> [Instructions to follow]: Without any of the pictures, set down the data below exactly.

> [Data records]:
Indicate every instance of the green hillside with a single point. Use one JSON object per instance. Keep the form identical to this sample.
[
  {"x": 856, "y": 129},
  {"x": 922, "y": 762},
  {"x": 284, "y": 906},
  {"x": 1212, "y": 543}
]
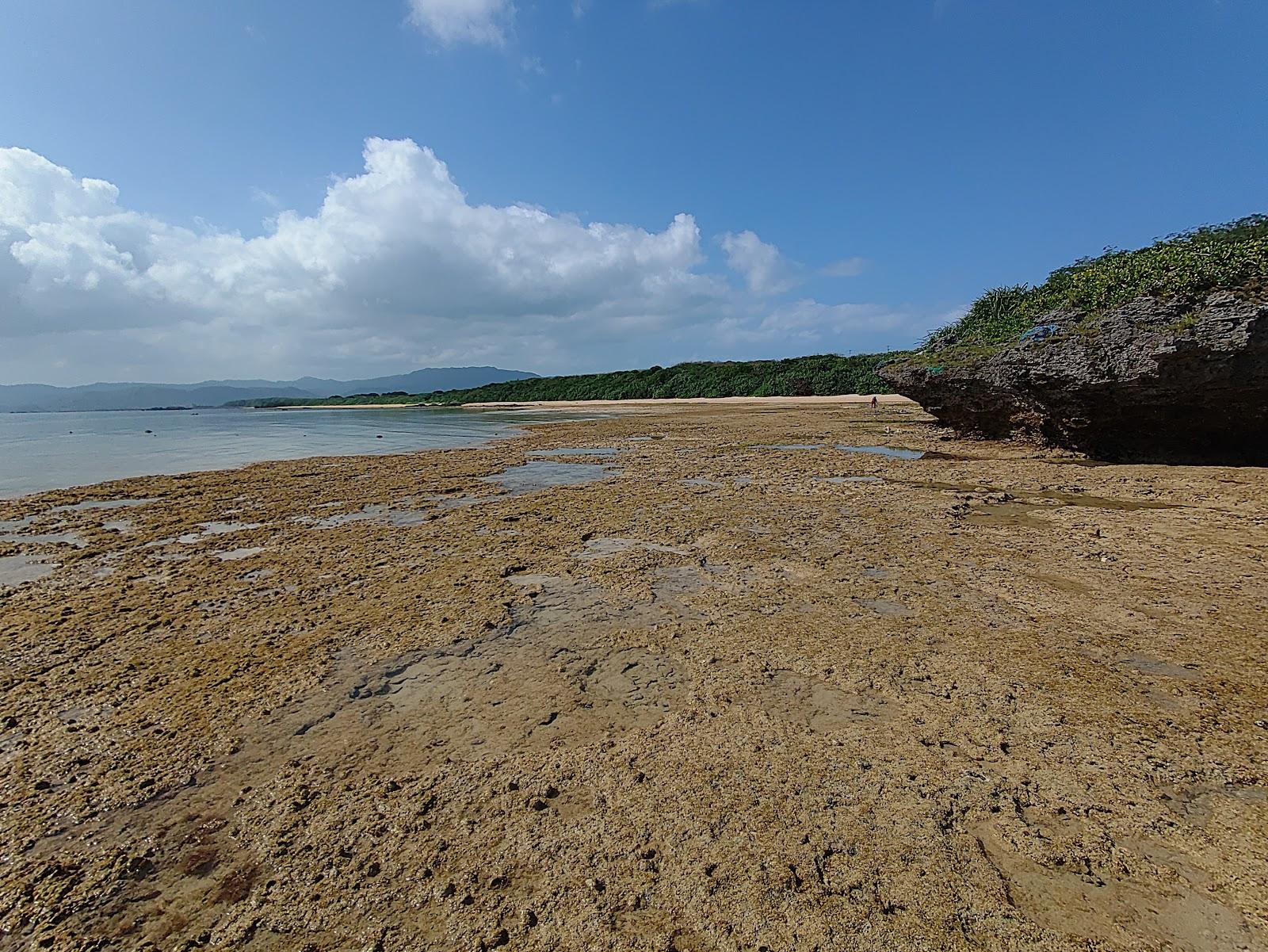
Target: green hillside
[
  {"x": 1187, "y": 266},
  {"x": 796, "y": 377}
]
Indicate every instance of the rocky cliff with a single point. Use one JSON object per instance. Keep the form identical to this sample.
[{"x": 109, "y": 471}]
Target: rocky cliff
[{"x": 1164, "y": 380}]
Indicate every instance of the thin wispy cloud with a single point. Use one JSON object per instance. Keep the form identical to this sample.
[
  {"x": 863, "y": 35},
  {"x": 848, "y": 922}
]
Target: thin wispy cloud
[{"x": 454, "y": 21}]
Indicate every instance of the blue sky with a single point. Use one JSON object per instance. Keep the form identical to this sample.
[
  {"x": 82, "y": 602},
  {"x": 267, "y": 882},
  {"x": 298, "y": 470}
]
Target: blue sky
[{"x": 854, "y": 174}]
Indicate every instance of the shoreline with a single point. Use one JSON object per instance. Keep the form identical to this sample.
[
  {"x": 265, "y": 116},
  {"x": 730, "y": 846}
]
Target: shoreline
[
  {"x": 846, "y": 398},
  {"x": 701, "y": 691}
]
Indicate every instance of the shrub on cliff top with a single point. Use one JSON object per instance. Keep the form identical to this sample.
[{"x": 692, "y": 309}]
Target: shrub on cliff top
[{"x": 1187, "y": 266}]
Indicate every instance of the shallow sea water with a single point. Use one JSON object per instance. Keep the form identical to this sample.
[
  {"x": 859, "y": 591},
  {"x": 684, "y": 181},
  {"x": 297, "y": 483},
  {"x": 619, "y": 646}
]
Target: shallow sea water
[{"x": 56, "y": 450}]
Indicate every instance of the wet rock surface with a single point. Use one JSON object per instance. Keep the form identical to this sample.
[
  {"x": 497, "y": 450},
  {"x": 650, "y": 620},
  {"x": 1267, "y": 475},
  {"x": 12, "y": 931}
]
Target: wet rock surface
[
  {"x": 720, "y": 700},
  {"x": 1153, "y": 380}
]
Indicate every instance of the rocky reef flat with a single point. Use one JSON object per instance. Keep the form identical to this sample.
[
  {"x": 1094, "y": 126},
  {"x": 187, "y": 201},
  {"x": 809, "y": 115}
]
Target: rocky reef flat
[{"x": 784, "y": 677}]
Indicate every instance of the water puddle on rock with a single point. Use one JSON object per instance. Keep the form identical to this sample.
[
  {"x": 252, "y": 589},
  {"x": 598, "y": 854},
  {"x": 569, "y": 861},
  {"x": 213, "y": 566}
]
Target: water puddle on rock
[
  {"x": 576, "y": 452},
  {"x": 101, "y": 505},
  {"x": 545, "y": 474},
  {"x": 18, "y": 569},
  {"x": 798, "y": 698},
  {"x": 1159, "y": 668},
  {"x": 1007, "y": 514},
  {"x": 244, "y": 553},
  {"x": 613, "y": 545},
  {"x": 213, "y": 528},
  {"x": 891, "y": 452},
  {"x": 570, "y": 668},
  {"x": 44, "y": 539},
  {"x": 372, "y": 512},
  {"x": 885, "y": 607}
]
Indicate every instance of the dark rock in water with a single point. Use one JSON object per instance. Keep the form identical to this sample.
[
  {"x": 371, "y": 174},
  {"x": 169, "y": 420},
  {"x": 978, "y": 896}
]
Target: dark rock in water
[{"x": 1152, "y": 380}]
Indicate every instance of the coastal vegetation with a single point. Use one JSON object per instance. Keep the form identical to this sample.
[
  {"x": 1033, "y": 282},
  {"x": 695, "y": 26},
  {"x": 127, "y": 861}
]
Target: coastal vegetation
[
  {"x": 1154, "y": 355},
  {"x": 1187, "y": 266},
  {"x": 824, "y": 374}
]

> [Result of this task]:
Indicate every instance of the green hillside with a single point. Use one JSON object per instance. Keep the form identical to this sample.
[
  {"x": 856, "y": 129},
  {"x": 922, "y": 762},
  {"x": 284, "y": 906},
  {"x": 1212, "y": 543}
]
Target: green hillside
[
  {"x": 1187, "y": 266},
  {"x": 796, "y": 377}
]
Indicate every instance of the rocky cliff with a single point. Use one JSON object per instance. Keep the form identical to this sample.
[{"x": 109, "y": 471}]
Target: rocky cliff
[{"x": 1164, "y": 380}]
Indicate every instance of the thin wispy cloud with a single point. Use one JSON object per instance. Keep the form identical to this sample.
[
  {"x": 863, "y": 35},
  {"x": 848, "y": 922}
]
Target: thin wispy cloud
[{"x": 454, "y": 21}]
Indicate every instance of the blue sky with a single point. Use one JSON object per instance. Keep the form identical to this sample.
[
  {"x": 82, "y": 602},
  {"x": 267, "y": 882},
  {"x": 298, "y": 470}
]
Target: blue sky
[{"x": 854, "y": 174}]
Indicate every instance of the shoreline with a single point. Use one JSON object per instance. Keep the form identical to this sample.
[
  {"x": 265, "y": 116},
  {"x": 730, "y": 846}
]
Target: shoreline
[
  {"x": 846, "y": 398},
  {"x": 701, "y": 691}
]
Indicate every instance of the shrub on cliff top with a single point. Use one JSON object per instance. Keep the form identical to this sample.
[{"x": 692, "y": 309}]
Target: shrub on cliff top
[{"x": 1187, "y": 266}]
Indicate every instance of the shallow sea water with a single point. Use one JSON object per instance. Keep the form identical to this sample.
[
  {"x": 859, "y": 591},
  {"x": 684, "y": 181},
  {"x": 297, "y": 483},
  {"x": 619, "y": 646}
]
Target: shallow sea water
[{"x": 56, "y": 450}]
Indicate every instance of the wet rock surface with a single point. Use one JSON object per instance. Keep the form identical to this sample.
[
  {"x": 497, "y": 450},
  {"x": 650, "y": 620},
  {"x": 1267, "y": 475},
  {"x": 12, "y": 931}
]
Target: wet rock surface
[
  {"x": 720, "y": 700},
  {"x": 1153, "y": 380}
]
Indicate every instance of the rocky reef flat with a single point. Use one JSON object per instance. Keep the form identical to this sample.
[
  {"x": 1094, "y": 126},
  {"x": 187, "y": 201},
  {"x": 809, "y": 115}
]
Target: rocky reef flat
[{"x": 784, "y": 677}]
Indicate every instance of the water puddle on rock with a single point. Use one JSON object per instance. Keep the form identical to this sample.
[
  {"x": 252, "y": 589},
  {"x": 598, "y": 854},
  {"x": 569, "y": 861},
  {"x": 213, "y": 566}
]
Target: water puddle on rock
[
  {"x": 576, "y": 452},
  {"x": 101, "y": 505},
  {"x": 545, "y": 474},
  {"x": 18, "y": 569},
  {"x": 798, "y": 698},
  {"x": 1159, "y": 668},
  {"x": 1007, "y": 514},
  {"x": 244, "y": 553},
  {"x": 613, "y": 545},
  {"x": 213, "y": 528},
  {"x": 891, "y": 452},
  {"x": 570, "y": 668},
  {"x": 44, "y": 539},
  {"x": 372, "y": 512},
  {"x": 885, "y": 607}
]
Indicate every instance of the dark rock in water with a single point. Use one JSON object per instance. Keep the form identical to this sample.
[
  {"x": 371, "y": 174},
  {"x": 169, "y": 420},
  {"x": 978, "y": 896}
]
Target: dark rock in water
[{"x": 1152, "y": 380}]
Indicate every instance of the coastal vegetation with a single point. Use one JSON object per instance. Keep the form identical to this sample.
[
  {"x": 1033, "y": 282},
  {"x": 695, "y": 26},
  {"x": 127, "y": 861}
]
Target: coastal vegetation
[
  {"x": 1154, "y": 355},
  {"x": 1187, "y": 266},
  {"x": 824, "y": 374}
]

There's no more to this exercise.